### YOUR ASSIGNMENT
Write out the line with "of the yellow" and each line after it to the end of the material, exactly as they appear and with nothing else.

### GIVEN DATA
#####
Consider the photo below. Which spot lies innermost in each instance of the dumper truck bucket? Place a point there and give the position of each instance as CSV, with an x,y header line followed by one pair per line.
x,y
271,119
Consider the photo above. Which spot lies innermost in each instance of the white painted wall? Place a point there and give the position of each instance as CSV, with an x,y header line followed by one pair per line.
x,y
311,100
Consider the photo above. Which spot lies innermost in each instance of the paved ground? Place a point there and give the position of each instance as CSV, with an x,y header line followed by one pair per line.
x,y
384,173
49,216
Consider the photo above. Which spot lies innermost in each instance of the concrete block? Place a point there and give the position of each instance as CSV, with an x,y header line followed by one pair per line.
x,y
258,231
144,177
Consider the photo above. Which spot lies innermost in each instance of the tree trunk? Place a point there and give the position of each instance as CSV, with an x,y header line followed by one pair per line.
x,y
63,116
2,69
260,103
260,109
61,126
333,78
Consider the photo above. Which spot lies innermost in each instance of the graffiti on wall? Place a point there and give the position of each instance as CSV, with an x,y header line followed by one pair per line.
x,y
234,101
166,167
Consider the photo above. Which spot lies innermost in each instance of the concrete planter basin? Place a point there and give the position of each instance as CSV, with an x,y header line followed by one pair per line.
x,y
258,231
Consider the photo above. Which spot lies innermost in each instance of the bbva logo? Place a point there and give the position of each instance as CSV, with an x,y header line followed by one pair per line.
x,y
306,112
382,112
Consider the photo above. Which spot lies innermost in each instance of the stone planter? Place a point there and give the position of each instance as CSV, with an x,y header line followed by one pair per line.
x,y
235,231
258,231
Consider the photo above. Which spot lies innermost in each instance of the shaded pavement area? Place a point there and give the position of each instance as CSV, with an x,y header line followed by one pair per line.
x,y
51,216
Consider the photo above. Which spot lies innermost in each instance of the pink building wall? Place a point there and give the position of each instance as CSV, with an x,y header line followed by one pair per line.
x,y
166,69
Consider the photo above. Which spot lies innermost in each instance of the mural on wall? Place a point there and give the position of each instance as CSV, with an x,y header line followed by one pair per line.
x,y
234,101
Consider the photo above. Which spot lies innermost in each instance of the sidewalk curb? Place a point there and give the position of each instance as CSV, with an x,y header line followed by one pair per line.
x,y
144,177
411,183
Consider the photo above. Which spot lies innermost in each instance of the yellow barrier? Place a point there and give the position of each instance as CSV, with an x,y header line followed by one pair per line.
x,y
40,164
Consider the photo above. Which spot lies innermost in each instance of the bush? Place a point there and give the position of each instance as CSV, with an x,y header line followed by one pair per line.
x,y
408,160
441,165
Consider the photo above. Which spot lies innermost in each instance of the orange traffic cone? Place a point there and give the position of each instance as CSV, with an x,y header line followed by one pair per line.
#####
### RESPONSE TO THE TASK
Consider the photo above. Which spot lies innermost in each instance of the yellow barrier? Place a point there and give the position of each instance as CSV, with an x,y header line followed by one pair per line.
x,y
40,164
Consider the photo above. Which spot lies innermost in each instance of the bush? Place a point there and give the position of each instance as CSV, with an x,y header line followed by one pair per line.
x,y
408,160
441,165
Consider the photo above. Which spot lies innermost in each instance of the orange traffic cone? Place a point there and give the position of each instance as CSV, with an x,y header line followed by one pair per line.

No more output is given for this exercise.